INPUT FOR THIS TASK –
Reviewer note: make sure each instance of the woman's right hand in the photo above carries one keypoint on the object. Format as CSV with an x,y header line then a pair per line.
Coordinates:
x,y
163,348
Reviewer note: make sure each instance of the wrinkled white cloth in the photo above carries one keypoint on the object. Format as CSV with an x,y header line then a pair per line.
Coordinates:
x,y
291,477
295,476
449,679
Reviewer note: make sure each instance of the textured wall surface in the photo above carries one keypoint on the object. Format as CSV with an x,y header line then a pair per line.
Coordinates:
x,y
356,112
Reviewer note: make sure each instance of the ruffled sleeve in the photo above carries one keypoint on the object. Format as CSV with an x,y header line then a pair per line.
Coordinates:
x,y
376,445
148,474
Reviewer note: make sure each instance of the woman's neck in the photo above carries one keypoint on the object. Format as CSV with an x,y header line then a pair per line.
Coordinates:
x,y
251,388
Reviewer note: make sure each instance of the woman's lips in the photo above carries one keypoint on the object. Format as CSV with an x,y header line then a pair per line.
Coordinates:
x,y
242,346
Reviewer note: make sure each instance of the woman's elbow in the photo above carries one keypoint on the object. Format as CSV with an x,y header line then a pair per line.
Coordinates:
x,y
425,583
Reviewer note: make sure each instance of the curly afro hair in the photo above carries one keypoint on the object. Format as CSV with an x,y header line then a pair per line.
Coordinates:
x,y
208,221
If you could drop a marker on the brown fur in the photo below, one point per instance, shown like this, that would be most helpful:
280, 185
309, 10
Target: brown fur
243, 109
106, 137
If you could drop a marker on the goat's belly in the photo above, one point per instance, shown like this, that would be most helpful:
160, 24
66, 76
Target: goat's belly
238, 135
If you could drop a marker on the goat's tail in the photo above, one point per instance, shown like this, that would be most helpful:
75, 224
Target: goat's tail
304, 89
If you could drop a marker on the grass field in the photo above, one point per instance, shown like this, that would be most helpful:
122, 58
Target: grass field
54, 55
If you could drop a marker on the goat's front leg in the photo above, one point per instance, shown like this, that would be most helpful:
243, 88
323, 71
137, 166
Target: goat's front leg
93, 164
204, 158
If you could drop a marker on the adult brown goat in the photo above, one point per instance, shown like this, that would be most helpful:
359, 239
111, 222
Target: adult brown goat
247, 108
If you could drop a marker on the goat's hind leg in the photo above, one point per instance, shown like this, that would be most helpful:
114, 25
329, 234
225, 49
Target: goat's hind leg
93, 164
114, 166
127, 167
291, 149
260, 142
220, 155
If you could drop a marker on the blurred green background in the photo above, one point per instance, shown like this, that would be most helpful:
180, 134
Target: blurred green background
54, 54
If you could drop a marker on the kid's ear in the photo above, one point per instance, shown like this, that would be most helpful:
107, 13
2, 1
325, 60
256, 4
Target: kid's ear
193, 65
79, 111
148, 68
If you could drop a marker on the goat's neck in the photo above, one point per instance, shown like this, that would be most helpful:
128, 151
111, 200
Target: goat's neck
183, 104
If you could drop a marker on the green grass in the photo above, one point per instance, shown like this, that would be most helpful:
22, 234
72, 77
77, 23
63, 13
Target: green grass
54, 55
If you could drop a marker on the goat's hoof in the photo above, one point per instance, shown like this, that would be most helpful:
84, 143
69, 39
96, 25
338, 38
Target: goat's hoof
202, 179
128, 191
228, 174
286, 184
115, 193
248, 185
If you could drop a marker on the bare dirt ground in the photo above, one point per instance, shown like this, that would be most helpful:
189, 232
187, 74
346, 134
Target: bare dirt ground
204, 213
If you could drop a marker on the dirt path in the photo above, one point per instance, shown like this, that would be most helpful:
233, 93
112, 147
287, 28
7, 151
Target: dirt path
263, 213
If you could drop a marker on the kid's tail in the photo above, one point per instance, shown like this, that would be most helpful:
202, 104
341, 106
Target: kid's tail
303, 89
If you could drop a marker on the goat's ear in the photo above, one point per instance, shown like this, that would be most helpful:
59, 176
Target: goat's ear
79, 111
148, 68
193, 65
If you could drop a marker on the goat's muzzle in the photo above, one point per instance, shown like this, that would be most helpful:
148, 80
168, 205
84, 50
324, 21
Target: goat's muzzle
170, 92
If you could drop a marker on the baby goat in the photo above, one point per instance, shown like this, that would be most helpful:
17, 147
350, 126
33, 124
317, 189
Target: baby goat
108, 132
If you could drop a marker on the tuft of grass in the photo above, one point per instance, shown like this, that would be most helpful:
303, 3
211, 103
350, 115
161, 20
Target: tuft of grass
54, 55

YOUR INSTRUCTIONS –
Retype all of the rows above, line by line, without changing a single character.

TASK ANSWER –
Reviewer note: make sure each instance of the woman's right hand in the photo above carries one keypoint on the object. Format as CSV with an x,y header line then a pair per line.
Coordinates:
x,y
163,348
Reviewer note: make sure each instance of the wrinkled white cloth in the photo above carries one keypoint on the object. Format as CSV with an x,y header line then a pair per line.
Coordinates:
x,y
291,477
295,476
449,679
Reviewer note: make sure each instance of the textured wall surface in the photo above carries one keypoint on the object. Format as CSV with an x,y header line then a pair per line.
Coordinates:
x,y
356,112
Reviewer note: make sure each instance of the ruffled sleeve in the photo above carries one keypoint on the object. Format as CSV with an x,y header line then a pair per line.
Coordinates:
x,y
376,445
148,474
Reviewer note: make sure each instance of the woman's neck in the photo above carries one keypoint on the object. Format as CSV with an x,y header line then a pair per line.
Coordinates:
x,y
251,388
Reviewer note: make sure each instance of the woman's lips in the photo above carries one keypoint on the object. Format as CSV with an x,y header line then a pair per line.
Coordinates:
x,y
242,346
Reviewer note: make sure each instance of the woman's elbow in the photo above carries one keypoint on the object. Format as CSV with an x,y header line then a pair per line.
Coordinates:
x,y
425,583
Reviewer note: make sure each instance of the curly afro hair in the photo above carries one keypoint on the object. Format as CSV with an x,y header line then a pair per line.
Coordinates:
x,y
208,221
If you could drop a marker on the brown fur in the photo below, one point per instance, shown like this, that would be most helpful:
280, 185
309, 10
Target: brown fur
243, 109
106, 137
If you could drop a marker on the goat's belly in the photo above, one point per instance, shown like this, that would be most helpful:
160, 24
66, 76
Target: goat's belly
238, 135
If you could drop a marker on the goat's tail in the photo above, one point per instance, shown like this, that would be most helpful:
75, 224
Target: goat's tail
304, 89
If you could drop a marker on the grass field in the photo above, one point per instance, shown like this, that would be most helpful:
122, 58
Target: grass field
54, 55
If you could drop a marker on the goat's front leg in the photo above, one point per instance, shown like this, that would be most helpful:
243, 88
323, 71
137, 166
Target: goat's front leg
93, 164
204, 158
If you could drop a marker on the adult brown goat in the photo above, one point per instance, shown like this, that would be most helpful:
359, 239
111, 222
Target: adult brown goat
247, 108
If you could drop a marker on the goat's hind leg in the photo above, one point per instance, shown like this, that would be most helpful:
114, 25
329, 234
225, 49
Target: goat's hind leg
93, 164
114, 166
127, 167
291, 149
260, 142
220, 155
If you could drop a marker on the blurred green background in the photo above, one point per instance, shown like this, that would be most helpful:
180, 134
Target: blurred green background
54, 54
If you could drop a marker on the kid's ear in the photo above, one point per instance, shown like this, that would be most helpful:
107, 13
2, 1
325, 60
256, 4
Target: kid's ear
193, 65
79, 111
148, 68
If you could drop a marker on the goat's neck in the photo above, one point per instance, shown like this, that would be most helpful:
128, 151
111, 200
Target: goat's neck
183, 104
If you could drop a marker on the green grass in the photo above, one point per instance, shown like this, that would be most helpful:
22, 234
72, 77
77, 23
63, 13
Target: green grass
54, 55
If you could drop a marker on the goat's hoof in the photo above, one point per instance, shown like this, that would be most helpful:
84, 143
69, 39
96, 25
338, 38
Target: goat's hoof
202, 179
128, 191
228, 174
286, 184
115, 193
248, 185
If you could drop a marker on the bare dirt ground in the photo above, one point per instance, shown like this, that would be most helpful:
189, 232
187, 74
346, 134
Target: bare dirt ground
204, 213
If you could drop a marker on the dirt path in the photo above, one point per instance, shown like this, that would be most helpful:
233, 93
112, 147
287, 28
7, 151
Target: dirt path
263, 213
If you could drop a marker on the kid's tail in the photo above, one point per instance, shown like this, that would be most helpful:
202, 104
341, 106
Target: kid's tail
303, 89
If you could drop a marker on the goat's ear in the photo above, one point per instance, shown like this, that would be most helpful:
59, 176
Target: goat's ear
79, 111
148, 68
193, 65
If you could drop a marker on the goat's muzzle in the photo above, one point per instance, shown like this, that would be most helpful:
148, 80
168, 205
84, 50
324, 21
Target: goat's muzzle
170, 92
If you could drop a marker on the baby goat in the photo above, one point per instance, shown like this, that would be most helpful:
17, 147
350, 126
33, 124
317, 189
Target: baby goat
108, 132
If you could drop a marker on the tuft of grass in the photo above, one point per instance, shown like this, that would be most helpful:
303, 3
211, 103
350, 115
161, 20
Target: tuft of grass
54, 55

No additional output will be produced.